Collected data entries
⁂

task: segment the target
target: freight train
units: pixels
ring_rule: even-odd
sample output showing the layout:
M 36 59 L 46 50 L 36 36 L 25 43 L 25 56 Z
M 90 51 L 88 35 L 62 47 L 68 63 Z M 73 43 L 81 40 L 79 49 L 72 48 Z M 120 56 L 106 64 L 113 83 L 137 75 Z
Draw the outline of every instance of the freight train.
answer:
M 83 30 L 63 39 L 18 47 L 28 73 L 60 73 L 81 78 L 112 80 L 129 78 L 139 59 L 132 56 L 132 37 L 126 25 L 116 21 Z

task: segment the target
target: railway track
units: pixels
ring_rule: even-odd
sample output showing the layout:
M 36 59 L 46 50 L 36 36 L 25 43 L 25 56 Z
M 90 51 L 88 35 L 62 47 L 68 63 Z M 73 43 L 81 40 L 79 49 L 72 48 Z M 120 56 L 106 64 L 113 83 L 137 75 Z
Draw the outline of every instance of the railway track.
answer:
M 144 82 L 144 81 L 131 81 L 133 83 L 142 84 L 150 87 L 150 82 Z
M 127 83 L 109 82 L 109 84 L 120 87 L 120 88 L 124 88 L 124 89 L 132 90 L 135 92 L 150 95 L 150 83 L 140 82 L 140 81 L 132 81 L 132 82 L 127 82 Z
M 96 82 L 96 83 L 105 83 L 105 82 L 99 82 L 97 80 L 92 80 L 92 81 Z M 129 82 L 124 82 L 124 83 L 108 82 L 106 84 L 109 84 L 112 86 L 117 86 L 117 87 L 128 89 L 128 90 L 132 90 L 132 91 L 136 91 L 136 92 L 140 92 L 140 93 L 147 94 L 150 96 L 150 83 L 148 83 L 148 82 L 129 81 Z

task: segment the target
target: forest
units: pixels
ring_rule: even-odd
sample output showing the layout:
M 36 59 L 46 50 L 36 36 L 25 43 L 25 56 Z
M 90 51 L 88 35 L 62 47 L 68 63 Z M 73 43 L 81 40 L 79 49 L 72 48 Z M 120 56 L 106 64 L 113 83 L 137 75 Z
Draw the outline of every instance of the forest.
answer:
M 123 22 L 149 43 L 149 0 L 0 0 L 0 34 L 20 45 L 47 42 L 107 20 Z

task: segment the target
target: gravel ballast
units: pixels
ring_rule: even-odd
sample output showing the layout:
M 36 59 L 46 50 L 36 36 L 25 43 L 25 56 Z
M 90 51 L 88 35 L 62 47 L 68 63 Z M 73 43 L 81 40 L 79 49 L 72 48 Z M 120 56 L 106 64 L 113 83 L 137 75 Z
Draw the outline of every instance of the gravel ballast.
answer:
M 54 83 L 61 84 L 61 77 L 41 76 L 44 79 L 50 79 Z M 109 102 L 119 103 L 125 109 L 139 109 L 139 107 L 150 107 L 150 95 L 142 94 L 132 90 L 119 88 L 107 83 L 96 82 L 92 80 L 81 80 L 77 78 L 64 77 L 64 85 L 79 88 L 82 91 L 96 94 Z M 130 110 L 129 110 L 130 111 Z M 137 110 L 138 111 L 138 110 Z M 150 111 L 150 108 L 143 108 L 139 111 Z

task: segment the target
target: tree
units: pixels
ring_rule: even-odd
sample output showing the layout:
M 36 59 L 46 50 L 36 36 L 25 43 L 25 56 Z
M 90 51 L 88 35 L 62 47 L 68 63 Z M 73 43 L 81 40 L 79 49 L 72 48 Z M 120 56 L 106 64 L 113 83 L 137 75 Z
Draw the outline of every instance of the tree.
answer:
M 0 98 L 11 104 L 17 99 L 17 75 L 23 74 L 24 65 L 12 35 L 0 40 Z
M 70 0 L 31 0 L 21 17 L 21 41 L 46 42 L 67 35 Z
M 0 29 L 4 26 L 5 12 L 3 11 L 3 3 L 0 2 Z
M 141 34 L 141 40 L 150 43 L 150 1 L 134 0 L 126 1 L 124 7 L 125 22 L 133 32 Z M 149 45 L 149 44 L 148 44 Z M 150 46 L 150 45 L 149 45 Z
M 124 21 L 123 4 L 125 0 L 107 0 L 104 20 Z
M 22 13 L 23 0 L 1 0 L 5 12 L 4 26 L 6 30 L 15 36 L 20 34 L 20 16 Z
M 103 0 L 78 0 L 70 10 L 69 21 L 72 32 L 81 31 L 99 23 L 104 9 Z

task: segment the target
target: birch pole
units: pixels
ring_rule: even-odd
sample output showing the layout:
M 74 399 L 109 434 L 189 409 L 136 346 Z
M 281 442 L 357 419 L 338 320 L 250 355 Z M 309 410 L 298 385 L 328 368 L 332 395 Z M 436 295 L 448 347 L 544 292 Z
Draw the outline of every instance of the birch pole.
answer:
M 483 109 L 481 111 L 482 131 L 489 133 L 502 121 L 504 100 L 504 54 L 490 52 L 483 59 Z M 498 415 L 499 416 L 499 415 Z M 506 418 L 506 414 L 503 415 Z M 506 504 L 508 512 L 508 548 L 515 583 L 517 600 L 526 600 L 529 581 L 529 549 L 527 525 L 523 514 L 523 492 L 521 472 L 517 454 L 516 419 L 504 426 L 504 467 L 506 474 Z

⁂

Exercise description — Keep only those lines of the records that hold "ballast", and return them.

Exercise result —
target: gravel ballast
Draw the outline of every instance of the gravel ballast.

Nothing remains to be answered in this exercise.